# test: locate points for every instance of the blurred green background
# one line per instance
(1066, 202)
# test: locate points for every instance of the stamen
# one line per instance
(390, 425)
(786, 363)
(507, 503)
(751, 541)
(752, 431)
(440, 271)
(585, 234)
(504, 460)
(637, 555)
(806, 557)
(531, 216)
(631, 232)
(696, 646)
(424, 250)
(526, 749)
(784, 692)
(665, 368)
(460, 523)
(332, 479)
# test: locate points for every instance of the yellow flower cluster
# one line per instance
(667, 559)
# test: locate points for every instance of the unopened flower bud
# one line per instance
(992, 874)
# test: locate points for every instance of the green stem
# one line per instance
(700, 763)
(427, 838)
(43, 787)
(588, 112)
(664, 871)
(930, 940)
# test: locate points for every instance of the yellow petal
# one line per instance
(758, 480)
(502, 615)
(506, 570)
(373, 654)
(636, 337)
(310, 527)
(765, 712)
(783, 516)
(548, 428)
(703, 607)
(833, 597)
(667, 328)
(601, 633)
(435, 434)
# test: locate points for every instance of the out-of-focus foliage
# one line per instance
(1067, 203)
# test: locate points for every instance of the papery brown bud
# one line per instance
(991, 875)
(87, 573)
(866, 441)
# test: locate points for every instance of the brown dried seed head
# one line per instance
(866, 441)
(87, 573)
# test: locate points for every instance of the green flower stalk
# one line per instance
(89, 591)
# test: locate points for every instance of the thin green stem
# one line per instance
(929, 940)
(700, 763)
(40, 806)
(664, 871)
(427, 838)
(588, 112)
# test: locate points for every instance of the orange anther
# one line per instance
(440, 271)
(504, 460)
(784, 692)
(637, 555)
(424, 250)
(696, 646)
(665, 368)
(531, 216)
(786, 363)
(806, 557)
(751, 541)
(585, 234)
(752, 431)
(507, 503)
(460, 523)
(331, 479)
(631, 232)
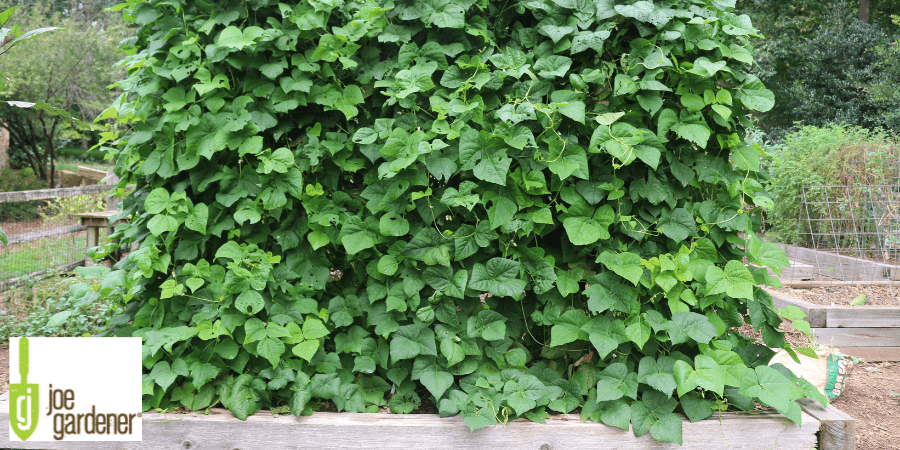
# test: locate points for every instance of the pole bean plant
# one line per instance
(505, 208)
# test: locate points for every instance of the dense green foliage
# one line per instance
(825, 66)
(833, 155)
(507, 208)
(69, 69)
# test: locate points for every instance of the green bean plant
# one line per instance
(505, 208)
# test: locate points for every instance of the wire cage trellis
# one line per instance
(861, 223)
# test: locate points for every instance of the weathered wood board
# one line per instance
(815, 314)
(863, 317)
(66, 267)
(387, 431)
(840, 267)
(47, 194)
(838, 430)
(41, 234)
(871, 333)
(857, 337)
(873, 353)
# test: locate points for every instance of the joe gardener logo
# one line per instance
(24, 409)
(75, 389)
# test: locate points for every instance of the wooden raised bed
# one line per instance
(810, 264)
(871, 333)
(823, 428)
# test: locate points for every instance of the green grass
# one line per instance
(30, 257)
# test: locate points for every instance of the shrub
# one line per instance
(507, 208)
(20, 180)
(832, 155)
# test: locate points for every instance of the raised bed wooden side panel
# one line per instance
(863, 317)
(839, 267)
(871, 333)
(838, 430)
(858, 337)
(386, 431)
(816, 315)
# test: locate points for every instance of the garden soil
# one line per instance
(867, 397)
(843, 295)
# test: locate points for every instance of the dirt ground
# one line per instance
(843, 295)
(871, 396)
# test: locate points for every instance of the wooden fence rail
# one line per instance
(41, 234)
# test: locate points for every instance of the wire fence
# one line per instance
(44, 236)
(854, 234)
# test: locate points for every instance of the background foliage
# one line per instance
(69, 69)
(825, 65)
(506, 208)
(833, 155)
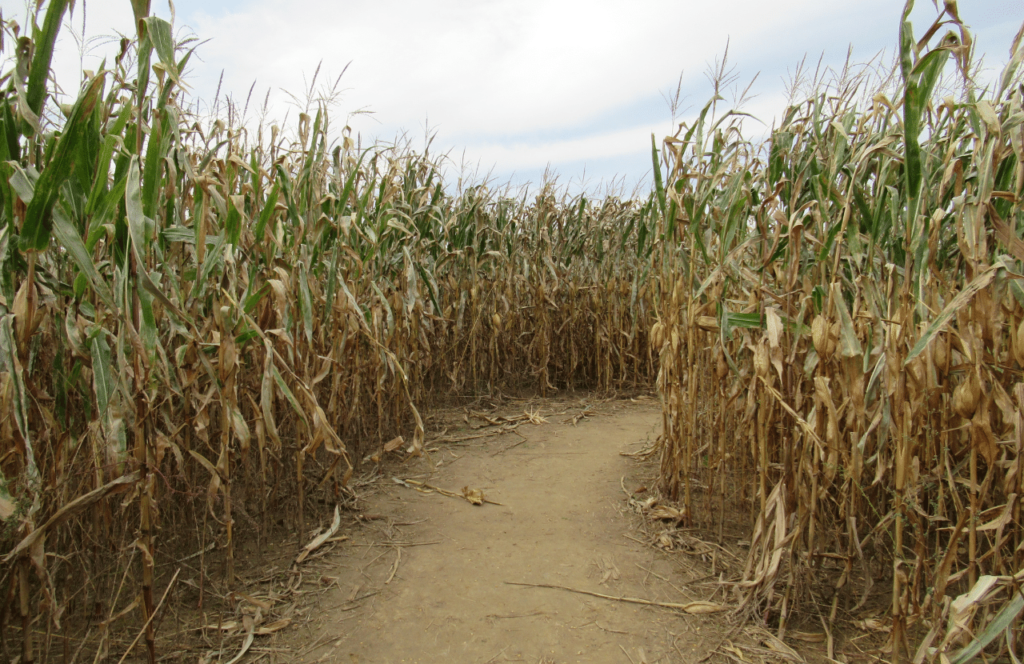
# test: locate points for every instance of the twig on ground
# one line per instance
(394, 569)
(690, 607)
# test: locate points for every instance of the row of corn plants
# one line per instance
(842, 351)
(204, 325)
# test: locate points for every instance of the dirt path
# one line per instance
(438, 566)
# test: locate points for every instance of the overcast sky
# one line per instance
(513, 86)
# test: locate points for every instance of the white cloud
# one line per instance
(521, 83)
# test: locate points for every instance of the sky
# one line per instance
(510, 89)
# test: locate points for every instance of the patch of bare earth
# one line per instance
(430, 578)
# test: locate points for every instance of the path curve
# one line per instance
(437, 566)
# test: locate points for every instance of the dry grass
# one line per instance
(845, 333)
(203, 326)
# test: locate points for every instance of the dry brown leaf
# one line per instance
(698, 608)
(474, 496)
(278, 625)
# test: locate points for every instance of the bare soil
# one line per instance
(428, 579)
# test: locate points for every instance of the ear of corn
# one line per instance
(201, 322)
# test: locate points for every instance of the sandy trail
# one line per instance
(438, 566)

··········

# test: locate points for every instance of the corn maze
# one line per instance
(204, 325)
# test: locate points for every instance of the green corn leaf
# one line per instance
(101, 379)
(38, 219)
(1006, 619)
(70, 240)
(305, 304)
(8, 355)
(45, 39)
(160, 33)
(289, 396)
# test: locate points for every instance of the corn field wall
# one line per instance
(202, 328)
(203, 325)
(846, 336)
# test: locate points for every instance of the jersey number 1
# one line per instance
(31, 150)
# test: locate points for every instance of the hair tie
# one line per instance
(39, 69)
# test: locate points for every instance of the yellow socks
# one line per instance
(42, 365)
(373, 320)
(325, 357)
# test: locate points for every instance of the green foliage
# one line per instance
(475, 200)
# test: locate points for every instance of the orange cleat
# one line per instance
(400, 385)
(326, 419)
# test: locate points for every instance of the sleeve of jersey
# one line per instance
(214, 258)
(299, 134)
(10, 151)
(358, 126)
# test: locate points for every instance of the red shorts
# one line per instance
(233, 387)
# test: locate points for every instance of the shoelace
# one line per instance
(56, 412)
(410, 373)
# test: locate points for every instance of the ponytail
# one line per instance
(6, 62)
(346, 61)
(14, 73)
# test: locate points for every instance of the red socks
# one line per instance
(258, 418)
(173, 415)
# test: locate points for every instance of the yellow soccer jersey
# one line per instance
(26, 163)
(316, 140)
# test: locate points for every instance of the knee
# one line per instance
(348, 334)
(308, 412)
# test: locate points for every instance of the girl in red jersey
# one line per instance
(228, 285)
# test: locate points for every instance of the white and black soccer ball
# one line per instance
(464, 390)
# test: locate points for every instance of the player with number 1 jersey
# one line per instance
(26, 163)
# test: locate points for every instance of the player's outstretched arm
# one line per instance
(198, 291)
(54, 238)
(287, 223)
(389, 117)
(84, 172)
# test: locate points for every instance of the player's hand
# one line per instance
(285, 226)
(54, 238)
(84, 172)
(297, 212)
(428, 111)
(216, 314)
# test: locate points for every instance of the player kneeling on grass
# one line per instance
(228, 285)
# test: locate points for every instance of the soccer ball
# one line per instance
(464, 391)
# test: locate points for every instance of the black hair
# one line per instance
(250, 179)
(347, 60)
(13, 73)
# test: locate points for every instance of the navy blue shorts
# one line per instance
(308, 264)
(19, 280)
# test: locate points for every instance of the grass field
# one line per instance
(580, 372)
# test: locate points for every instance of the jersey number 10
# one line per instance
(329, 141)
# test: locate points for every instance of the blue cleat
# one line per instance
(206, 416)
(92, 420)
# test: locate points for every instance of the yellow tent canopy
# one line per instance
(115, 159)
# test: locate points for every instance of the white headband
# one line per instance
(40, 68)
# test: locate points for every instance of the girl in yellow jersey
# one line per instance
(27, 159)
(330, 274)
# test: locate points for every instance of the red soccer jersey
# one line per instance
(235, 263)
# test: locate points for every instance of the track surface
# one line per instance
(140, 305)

··········

(The exercise)
Count the lines above that contain the string "flower", matching case exactly. Reply with only the number.

(Solution to the exercise)
3